■ Problem
Every entry here needs to be repeated exactly.

------------------------

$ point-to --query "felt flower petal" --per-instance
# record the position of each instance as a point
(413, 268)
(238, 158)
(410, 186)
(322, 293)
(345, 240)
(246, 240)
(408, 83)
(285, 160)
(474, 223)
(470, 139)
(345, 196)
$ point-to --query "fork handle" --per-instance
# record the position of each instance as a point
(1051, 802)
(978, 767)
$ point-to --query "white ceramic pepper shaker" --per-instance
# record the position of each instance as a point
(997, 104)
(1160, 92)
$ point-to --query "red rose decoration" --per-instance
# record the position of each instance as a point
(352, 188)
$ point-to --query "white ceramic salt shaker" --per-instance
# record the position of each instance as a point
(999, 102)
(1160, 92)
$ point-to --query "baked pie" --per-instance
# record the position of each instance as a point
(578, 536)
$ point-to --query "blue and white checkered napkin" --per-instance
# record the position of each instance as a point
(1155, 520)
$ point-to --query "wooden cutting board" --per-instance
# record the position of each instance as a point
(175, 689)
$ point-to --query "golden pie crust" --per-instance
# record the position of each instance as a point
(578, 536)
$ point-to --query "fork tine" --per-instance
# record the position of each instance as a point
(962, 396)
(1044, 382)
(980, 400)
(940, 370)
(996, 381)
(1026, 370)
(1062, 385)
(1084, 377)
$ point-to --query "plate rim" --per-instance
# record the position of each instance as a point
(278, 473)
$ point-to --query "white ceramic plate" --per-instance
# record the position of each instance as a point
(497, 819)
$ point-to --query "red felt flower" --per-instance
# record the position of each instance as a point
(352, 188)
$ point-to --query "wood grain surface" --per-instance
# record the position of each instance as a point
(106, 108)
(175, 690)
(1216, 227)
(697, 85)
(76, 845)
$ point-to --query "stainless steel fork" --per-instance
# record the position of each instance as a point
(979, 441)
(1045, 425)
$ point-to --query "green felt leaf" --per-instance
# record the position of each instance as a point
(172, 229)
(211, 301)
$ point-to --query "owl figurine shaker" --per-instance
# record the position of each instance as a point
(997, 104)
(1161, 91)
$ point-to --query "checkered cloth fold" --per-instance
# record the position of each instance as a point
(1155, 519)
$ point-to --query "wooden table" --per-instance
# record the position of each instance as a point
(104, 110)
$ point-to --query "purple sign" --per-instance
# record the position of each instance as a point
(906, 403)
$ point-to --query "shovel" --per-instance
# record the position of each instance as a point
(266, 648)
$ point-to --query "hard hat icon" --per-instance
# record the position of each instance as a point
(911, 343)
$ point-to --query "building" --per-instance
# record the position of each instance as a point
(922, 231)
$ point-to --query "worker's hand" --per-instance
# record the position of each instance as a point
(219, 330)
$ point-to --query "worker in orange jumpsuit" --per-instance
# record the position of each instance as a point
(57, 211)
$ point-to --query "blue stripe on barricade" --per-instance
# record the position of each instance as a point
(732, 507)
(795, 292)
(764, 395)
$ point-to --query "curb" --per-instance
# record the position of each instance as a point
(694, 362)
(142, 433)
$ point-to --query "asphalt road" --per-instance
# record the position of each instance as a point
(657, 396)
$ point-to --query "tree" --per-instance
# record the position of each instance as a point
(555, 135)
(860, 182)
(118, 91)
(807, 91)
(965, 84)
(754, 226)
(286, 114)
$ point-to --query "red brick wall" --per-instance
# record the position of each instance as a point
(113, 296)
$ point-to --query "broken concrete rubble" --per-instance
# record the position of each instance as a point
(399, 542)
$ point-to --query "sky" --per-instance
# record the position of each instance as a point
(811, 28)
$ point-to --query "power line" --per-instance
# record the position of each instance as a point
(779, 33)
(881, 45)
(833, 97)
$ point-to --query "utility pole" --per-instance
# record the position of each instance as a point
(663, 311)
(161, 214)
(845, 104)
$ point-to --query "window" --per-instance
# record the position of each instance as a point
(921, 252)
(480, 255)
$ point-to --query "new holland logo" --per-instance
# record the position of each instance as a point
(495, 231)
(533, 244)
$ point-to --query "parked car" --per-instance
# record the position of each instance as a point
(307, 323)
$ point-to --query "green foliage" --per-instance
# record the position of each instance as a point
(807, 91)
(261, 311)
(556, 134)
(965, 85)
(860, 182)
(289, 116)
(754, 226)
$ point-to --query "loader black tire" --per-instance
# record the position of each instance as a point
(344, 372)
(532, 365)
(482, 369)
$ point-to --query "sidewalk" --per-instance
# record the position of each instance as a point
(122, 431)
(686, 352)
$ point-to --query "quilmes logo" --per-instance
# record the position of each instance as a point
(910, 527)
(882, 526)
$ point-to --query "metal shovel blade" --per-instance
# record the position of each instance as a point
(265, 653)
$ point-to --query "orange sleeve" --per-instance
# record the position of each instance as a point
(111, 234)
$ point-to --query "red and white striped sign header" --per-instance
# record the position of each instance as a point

------------------------

■ Output of the task
$ point-to --query "felt flower petal" --per-instance
# record the position of each instance as a point
(413, 268)
(238, 158)
(410, 186)
(322, 293)
(345, 240)
(246, 240)
(408, 83)
(285, 160)
(474, 223)
(470, 139)
(345, 196)
$ point-to --query "fork handle" --per-instance
# record the position of each instance as a point
(1051, 802)
(978, 767)
$ point-to --query "white ceramic pepper shaker" --per-instance
# record the position of each instance as a point
(997, 104)
(1160, 92)
$ point-to --query "red rose decoration" --per-instance
# record the position of each instance as a point
(352, 188)
$ point-to --query "white ceramic salt shaker" --per-instance
# record the position of each instance as a point
(999, 102)
(1160, 92)
$ point-to --query "baked pie" --per-instance
# record the position of each instance as a point
(578, 536)
$ point-to --query "blue and white checkered napkin" --per-instance
# record the position of each instance as a point
(1155, 520)
$ point-to --query "wooden cutting board" --per-instance
# record the position of each instance as a point
(175, 689)
$ point-to --query "golden pie crust" --per-instance
# record the position of each instance as a point
(578, 536)
$ point-to --query "fork tine" --per-instance
# record the position of each instance as a point
(962, 396)
(1044, 382)
(980, 400)
(940, 370)
(996, 381)
(1026, 370)
(1062, 385)
(1084, 377)
$ point-to --query "plate rim" --per-instance
# record the position of each instance as a point
(278, 473)
$ point-to --query "white ceramic plate" --per-instance
# record the position of each instance as a point
(497, 819)
$ point-to --query "red felt flower" --per-instance
# record the position of each instance as a point
(352, 188)
$ point-to --query "wood grain surface" --per-instance
# record the position of each instance as a point
(106, 108)
(175, 690)
(1216, 227)
(697, 85)
(76, 845)
$ point-to --query "stainless steel fork" --per-instance
# record the position of each instance as a point
(979, 441)
(1045, 425)
$ point-to --query "green felt leaf" --per-instance
# record the position of each instance as a point
(172, 229)
(211, 301)
$ point-to --query "owl figurine shaker" --per-instance
# record the position of each instance as a point
(997, 104)
(1161, 91)
$ point-to --query "checkered cloth fold" --per-instance
# record the position of each instance as a point
(1155, 519)
$ point-to --query "wooden table" --per-instance
# record the position of each instance as a point
(104, 110)
$ point-to --query "purple sign" --per-instance
# record the position of each instance as a point
(906, 403)
$ point-to --query "shovel" --per-instance
# record the position of each instance as a point
(266, 648)
$ point-to --query "hard hat icon" --per-instance
# record the position of each instance as a point
(911, 343)
$ point-to --query "building" --per-instance
# record the position of each instance as a point
(922, 231)
$ point-to --query "worker's hand" --per-instance
# record the position of each instance as a point
(219, 330)
$ point-to --query "worker in orange jumpsuit" --per-instance
# record the position of each instance as a point
(57, 211)
$ point-to --query "blue stripe on barricade" --per-instance
# record the position of each instance as a point
(732, 507)
(795, 292)
(764, 395)
$ point-to --query "curb" --per-instance
# record the position of each instance as a point
(694, 362)
(142, 433)
$ point-to --query "asphalt road" --per-instance
# record the position of each instance as a point
(657, 396)
$ point-to --query "tree" --per-instance
# record the position of each instance as a point
(555, 135)
(860, 182)
(118, 91)
(807, 91)
(965, 84)
(754, 226)
(286, 114)
$ point-to --query "red brick wall" --per-instance
# record the position of each instance as a point
(113, 296)
$ point-to --query "broken concrete rubble" --per-instance
# record the position of each instance as a point
(399, 542)
$ point-to --query "sky" --per-instance
# record the position of each instance as a point
(811, 28)
$ point-to --query "power line" --per-instance
# record the position of each instance as a point
(779, 33)
(881, 45)
(833, 97)
$ point-to --query "utility pole" --per-instance
# record the position of each instance as a point
(663, 311)
(161, 214)
(845, 104)
$ point-to --query "window" --per-instance
# record the position of each instance as a point
(921, 252)
(480, 255)
$ point-to --query "new holland logo" --per-instance
# record the position of each instance as a point
(495, 231)
(533, 244)
$ point-to --query "parked car" --per-instance
# record the position of each instance as a point
(307, 323)
$ point-to --query "green foliage" --per-instance
# record the position of each instance as a point
(807, 91)
(261, 311)
(556, 134)
(965, 85)
(860, 182)
(289, 116)
(754, 226)
$ point-to --query "loader black tire" --per-instance
# record the position of each instance as a point
(344, 372)
(532, 365)
(482, 369)
$ point-to --query "sidewalk" --per-instance
# record the position of each instance as a point
(122, 431)
(686, 352)
$ point-to --query "quilmes logo" --per-instance
# record the position of each instance as a point
(910, 527)
(882, 526)
$ point-to --query "metal shovel blade" --per-instance
# record the position of each instance as a point
(265, 653)
$ point-to --query "orange sleeve" --per-instance
# record the position of each instance as a point
(111, 234)
$ point-to --query "red and white striped sign header" --per-instance
# record the position of each instance as a point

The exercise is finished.